> _Exercise objective_: Everything from the line with "Could you kindly point to the gray" through the last line of the records below should be copied exactly, both ends included.

:: Material provided ::

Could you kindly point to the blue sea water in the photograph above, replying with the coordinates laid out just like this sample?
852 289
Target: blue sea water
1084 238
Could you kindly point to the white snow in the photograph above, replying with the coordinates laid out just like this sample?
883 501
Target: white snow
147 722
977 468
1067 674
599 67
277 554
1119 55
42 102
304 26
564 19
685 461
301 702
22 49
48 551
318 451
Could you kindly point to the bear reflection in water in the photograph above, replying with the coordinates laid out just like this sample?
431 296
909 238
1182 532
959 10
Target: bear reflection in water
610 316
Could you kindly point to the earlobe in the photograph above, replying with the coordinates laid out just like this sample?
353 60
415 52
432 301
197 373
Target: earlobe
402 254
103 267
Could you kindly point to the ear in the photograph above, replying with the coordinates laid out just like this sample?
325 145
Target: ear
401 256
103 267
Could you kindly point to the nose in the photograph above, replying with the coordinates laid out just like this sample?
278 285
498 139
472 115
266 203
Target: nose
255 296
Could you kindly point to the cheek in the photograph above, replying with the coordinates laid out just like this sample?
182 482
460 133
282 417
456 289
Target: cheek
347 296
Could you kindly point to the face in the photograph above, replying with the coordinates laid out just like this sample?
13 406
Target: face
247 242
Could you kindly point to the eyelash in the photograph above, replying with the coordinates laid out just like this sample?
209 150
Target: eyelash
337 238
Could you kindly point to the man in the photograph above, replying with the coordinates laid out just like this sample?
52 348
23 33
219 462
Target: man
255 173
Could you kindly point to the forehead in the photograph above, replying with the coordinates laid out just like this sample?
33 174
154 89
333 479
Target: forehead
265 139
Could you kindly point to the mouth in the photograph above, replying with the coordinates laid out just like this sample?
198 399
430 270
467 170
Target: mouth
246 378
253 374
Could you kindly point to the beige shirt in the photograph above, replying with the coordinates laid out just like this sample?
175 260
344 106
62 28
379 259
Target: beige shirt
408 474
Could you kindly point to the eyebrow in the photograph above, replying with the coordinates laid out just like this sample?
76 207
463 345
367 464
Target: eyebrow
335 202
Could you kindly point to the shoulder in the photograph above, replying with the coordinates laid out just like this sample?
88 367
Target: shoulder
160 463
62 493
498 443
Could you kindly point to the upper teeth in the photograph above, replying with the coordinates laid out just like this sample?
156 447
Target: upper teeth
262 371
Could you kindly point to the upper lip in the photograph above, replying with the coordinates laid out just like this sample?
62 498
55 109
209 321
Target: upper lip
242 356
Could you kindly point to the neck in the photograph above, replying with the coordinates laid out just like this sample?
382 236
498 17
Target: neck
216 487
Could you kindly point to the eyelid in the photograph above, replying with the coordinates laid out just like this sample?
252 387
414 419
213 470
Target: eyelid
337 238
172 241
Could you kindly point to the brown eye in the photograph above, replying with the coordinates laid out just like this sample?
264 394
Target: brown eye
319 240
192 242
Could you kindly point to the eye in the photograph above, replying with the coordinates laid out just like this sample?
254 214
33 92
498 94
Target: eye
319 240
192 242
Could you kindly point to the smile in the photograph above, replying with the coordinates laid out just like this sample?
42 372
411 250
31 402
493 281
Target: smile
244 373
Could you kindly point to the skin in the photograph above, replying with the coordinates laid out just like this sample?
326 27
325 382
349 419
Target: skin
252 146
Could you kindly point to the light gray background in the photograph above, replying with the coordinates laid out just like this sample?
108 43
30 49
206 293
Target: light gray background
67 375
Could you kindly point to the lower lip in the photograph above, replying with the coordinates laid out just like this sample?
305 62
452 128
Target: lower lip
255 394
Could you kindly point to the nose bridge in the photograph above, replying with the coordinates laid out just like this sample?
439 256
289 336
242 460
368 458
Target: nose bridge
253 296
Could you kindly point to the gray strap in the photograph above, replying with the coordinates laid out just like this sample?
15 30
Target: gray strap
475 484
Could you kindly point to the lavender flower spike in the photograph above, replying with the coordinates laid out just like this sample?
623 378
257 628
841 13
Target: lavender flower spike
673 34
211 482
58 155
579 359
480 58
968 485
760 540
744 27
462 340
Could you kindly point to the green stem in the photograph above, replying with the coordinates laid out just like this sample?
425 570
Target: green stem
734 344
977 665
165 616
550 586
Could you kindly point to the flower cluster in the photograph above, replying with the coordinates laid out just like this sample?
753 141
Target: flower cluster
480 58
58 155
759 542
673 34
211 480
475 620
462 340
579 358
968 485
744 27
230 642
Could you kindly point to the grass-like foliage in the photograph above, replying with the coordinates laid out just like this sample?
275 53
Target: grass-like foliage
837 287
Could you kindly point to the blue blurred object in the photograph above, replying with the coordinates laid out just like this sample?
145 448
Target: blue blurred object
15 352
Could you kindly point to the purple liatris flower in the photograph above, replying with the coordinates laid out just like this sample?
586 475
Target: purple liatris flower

:::

> _Task output_:
Could you kindly point to the gray strap in the photograph above, replying with the coordinates laid out just like this sample?
15 30
Target: gray strap
475 484
Could you kindly point to the lavender flower spike in the photograph above, replying with the coordinates laid out just like this sample?
623 378
257 628
841 13
Target: lavender flower spike
673 34
211 482
58 155
579 359
480 58
968 485
760 540
744 27
462 340
Could you kindly point to the green stem in the photograph above, replying with the coordinates laid out just like this sample?
425 570
Target: green stem
734 344
977 665
165 616
550 586
Could you kindly point to the flower cluster in the photograph above, replying with the coordinates laid out just like this sample?
753 141
Target: flower cluster
480 58
58 155
759 542
673 34
211 480
475 620
462 340
579 358
968 485
744 27
230 642
Could you kindly point to the grass-like foliage in the photograph above, replying with the coordinates laid out just like this sample?
275 53
Target: grass-like foliage
837 287
Could you kindly point to the blue blurred object in the photograph above, replying with the coordinates laid out just like this sample?
145 448
Target: blue blurred object
15 352
Could you kindly point to the purple liatris flower in the photograph above, replying with the coordinates laid out just like this sample?
586 475
Target: purple liatris flower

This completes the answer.